--- TASK DETAILS ---
Locate each line in the entries below that contains the word "woman", and copy those lines out in full.

--- RECORDS ---
▼▼▼
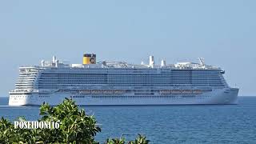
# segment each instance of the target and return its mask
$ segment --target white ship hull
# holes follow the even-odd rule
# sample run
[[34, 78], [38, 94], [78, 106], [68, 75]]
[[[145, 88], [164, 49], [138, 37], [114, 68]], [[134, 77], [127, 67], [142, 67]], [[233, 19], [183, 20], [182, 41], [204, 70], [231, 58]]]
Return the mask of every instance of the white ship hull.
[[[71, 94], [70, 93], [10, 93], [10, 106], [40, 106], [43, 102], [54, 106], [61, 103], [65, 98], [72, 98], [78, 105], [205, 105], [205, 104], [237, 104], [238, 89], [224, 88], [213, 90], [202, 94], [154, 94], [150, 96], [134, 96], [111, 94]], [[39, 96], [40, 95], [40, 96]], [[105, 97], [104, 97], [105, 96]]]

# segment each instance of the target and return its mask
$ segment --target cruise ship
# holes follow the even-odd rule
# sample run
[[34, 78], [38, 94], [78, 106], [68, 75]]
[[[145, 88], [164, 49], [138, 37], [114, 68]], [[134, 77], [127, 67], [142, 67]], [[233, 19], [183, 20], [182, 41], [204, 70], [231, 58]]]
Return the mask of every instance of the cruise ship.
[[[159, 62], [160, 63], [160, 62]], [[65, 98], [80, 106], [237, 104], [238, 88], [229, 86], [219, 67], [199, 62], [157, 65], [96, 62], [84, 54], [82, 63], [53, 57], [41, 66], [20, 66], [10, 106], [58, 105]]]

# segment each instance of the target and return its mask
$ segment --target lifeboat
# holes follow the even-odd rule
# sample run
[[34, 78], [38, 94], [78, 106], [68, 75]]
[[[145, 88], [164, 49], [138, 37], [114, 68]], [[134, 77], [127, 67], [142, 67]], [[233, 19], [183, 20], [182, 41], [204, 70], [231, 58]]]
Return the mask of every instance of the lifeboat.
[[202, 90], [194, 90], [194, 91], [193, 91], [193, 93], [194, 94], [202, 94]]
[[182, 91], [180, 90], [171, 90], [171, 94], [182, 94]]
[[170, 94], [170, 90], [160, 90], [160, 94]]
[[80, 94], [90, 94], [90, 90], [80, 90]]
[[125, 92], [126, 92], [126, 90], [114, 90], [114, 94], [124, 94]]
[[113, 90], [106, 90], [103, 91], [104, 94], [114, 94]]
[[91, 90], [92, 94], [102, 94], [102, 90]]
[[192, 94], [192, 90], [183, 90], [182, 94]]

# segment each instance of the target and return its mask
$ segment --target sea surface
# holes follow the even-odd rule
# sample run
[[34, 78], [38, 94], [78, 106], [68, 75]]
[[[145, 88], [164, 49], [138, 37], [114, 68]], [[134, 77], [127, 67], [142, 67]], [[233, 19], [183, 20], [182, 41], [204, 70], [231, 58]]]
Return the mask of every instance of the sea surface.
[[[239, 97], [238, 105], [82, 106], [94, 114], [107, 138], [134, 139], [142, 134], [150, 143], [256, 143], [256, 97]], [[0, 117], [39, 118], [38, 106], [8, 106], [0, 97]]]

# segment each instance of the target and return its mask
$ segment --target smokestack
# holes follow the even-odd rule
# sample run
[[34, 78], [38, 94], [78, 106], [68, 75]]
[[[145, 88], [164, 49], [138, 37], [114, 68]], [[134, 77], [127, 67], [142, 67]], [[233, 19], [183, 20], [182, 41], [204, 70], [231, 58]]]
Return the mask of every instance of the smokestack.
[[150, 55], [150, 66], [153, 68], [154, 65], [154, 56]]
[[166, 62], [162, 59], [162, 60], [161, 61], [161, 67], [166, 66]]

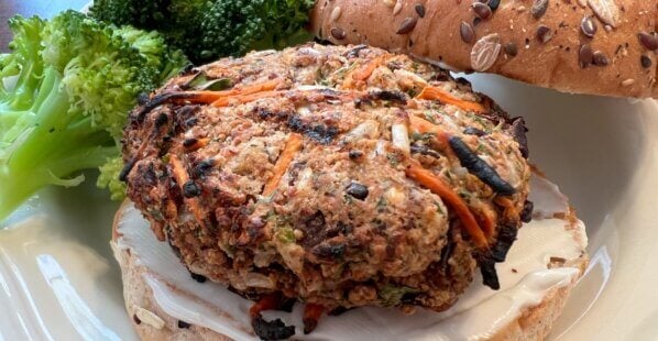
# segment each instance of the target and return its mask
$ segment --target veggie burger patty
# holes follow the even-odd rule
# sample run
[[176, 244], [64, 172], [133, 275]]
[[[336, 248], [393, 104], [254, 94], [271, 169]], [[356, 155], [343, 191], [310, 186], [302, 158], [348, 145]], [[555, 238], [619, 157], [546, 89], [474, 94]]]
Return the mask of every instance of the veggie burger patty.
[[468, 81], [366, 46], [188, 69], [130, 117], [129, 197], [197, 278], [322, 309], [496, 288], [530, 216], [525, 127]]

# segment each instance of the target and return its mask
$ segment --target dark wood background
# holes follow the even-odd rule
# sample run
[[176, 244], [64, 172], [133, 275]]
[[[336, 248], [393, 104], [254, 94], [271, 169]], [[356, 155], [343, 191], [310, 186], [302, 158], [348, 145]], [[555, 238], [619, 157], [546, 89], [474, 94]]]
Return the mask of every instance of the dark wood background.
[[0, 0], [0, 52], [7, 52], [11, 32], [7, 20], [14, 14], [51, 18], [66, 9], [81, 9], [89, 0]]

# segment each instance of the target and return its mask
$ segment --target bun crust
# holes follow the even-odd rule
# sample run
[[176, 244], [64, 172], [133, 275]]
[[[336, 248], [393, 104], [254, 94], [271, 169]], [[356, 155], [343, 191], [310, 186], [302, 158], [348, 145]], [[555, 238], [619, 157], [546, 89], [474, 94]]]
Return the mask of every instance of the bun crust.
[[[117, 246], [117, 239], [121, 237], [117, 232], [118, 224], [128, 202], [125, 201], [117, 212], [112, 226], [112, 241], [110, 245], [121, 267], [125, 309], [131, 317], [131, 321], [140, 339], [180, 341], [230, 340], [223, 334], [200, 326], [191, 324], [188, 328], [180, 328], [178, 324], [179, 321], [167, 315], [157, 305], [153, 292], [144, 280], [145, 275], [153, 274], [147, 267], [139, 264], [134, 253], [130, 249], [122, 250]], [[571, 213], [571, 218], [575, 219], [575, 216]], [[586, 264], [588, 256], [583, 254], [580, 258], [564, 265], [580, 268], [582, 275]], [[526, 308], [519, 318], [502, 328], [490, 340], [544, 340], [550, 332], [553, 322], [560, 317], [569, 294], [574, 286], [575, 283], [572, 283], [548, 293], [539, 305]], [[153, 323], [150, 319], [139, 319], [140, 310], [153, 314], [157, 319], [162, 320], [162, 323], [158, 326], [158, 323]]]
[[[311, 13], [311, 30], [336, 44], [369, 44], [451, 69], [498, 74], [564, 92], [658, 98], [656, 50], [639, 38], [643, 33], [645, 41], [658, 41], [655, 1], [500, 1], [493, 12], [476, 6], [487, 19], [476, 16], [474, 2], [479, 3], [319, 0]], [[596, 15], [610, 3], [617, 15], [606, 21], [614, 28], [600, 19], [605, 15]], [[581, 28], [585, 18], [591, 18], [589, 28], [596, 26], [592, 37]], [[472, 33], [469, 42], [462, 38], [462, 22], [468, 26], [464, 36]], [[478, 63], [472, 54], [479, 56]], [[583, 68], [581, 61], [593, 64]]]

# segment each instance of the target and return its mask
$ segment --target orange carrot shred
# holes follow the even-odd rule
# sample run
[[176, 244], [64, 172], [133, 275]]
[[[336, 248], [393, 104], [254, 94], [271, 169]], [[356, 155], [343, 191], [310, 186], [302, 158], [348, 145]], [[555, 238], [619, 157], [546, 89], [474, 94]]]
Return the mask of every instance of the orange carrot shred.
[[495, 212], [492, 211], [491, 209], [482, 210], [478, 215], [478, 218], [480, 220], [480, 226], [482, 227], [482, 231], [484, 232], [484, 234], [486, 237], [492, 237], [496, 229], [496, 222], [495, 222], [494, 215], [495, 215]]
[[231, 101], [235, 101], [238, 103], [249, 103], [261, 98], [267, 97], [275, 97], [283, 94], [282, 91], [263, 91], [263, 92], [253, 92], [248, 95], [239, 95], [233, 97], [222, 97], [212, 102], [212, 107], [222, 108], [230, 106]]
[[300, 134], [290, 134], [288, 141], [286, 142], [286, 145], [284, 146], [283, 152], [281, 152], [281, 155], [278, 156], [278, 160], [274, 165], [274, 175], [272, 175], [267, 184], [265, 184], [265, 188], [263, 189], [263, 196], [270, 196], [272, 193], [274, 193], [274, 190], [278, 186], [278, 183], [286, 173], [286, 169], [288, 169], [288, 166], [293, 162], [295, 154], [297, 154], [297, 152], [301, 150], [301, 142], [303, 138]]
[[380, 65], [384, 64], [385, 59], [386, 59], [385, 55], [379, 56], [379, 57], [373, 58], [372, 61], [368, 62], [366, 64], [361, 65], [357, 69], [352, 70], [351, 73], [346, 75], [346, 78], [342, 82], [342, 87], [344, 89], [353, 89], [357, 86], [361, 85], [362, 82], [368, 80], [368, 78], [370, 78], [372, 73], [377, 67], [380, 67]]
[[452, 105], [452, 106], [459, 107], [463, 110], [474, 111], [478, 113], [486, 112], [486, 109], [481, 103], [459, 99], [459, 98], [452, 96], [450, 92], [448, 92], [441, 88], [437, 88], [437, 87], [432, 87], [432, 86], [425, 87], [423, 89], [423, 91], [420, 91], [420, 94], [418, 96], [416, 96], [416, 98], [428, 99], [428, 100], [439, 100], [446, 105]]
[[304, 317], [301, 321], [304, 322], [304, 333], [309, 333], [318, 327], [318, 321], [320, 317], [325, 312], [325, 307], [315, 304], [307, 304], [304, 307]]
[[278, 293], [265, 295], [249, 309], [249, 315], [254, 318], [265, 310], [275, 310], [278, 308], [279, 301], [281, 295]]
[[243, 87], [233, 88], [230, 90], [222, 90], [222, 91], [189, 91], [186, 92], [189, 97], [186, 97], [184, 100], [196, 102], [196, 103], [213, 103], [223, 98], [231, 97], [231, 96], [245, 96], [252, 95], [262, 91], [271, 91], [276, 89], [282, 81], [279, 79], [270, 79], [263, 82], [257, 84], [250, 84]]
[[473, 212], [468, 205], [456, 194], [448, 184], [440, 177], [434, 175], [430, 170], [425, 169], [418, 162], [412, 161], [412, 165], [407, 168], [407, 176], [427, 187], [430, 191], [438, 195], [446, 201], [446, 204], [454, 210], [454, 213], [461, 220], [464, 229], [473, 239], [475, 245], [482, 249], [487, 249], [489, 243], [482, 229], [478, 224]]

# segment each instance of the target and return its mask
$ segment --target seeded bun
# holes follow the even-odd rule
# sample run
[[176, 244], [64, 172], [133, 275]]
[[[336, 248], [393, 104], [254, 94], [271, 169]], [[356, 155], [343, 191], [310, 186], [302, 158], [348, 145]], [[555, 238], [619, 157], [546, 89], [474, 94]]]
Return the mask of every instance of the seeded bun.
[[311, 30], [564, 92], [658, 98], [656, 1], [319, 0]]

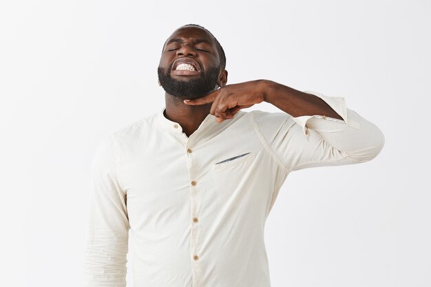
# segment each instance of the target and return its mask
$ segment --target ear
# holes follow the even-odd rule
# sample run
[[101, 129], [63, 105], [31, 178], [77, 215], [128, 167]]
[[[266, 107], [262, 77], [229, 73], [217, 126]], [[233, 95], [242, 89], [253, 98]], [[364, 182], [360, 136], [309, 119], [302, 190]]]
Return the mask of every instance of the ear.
▲▲▲
▼▼▼
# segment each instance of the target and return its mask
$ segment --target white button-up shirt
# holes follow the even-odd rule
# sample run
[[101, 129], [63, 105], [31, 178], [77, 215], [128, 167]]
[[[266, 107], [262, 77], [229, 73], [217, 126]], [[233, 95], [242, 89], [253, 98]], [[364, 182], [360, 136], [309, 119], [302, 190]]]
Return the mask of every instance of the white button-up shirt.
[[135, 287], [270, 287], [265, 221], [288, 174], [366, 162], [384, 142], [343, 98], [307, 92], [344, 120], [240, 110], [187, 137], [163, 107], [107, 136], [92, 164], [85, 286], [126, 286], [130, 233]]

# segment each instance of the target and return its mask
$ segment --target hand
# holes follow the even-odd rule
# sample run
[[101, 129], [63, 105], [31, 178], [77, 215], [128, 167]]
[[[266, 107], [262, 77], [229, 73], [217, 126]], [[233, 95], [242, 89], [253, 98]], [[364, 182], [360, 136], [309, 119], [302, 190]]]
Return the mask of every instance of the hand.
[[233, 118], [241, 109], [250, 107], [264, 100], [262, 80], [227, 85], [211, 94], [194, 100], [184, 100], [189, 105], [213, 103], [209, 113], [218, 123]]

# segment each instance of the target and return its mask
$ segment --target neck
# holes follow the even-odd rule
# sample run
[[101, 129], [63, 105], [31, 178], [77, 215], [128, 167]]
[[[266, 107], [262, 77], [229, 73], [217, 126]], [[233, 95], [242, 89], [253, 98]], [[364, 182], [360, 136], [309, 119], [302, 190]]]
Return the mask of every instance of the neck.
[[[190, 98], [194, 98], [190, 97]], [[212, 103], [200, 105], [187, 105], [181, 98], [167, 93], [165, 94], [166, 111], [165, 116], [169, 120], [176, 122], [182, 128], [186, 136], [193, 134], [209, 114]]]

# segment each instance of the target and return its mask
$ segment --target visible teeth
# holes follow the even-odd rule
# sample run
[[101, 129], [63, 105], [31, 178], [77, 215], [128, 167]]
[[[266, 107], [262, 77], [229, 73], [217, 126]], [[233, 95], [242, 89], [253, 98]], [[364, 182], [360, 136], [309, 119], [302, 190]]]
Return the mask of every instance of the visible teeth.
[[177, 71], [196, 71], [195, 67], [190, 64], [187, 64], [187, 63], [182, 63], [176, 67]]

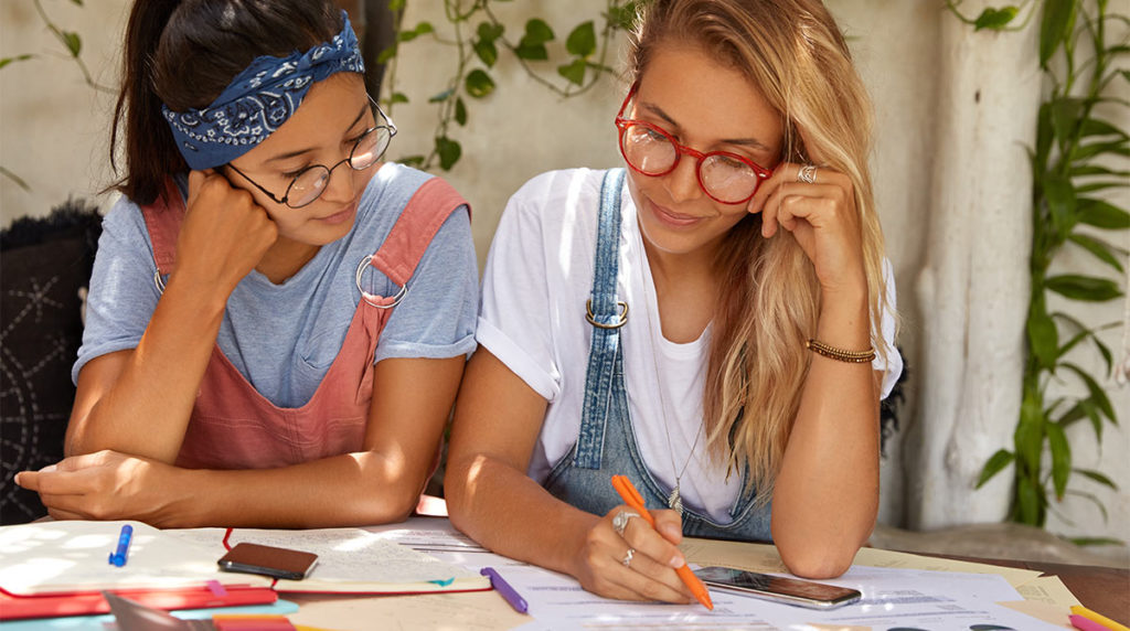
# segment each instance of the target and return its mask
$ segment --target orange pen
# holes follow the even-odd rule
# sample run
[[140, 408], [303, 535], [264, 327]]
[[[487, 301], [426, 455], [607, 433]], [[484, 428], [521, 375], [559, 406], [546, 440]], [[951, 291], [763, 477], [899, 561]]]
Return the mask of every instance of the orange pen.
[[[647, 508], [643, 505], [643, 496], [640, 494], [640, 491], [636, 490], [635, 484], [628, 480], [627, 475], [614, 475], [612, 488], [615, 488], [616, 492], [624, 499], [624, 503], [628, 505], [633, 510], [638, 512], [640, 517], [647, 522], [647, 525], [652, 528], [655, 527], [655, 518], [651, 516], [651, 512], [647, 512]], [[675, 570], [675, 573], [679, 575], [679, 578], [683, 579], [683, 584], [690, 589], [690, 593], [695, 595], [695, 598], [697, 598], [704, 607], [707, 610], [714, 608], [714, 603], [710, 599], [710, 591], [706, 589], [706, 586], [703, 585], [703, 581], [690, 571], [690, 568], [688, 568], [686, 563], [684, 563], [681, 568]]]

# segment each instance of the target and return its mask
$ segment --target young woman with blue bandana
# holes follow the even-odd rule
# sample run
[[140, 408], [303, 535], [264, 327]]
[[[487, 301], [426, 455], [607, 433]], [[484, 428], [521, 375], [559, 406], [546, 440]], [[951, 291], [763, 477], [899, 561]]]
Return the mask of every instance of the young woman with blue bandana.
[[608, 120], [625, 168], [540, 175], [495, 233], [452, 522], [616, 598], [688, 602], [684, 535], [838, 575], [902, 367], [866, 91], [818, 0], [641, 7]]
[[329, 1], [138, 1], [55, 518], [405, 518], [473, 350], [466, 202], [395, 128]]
▲▲▲
--- THE COMPLETED TASK ---
$ segment --target young woman with blue bandana
Return the mask of every instance of the young woman with blue bandana.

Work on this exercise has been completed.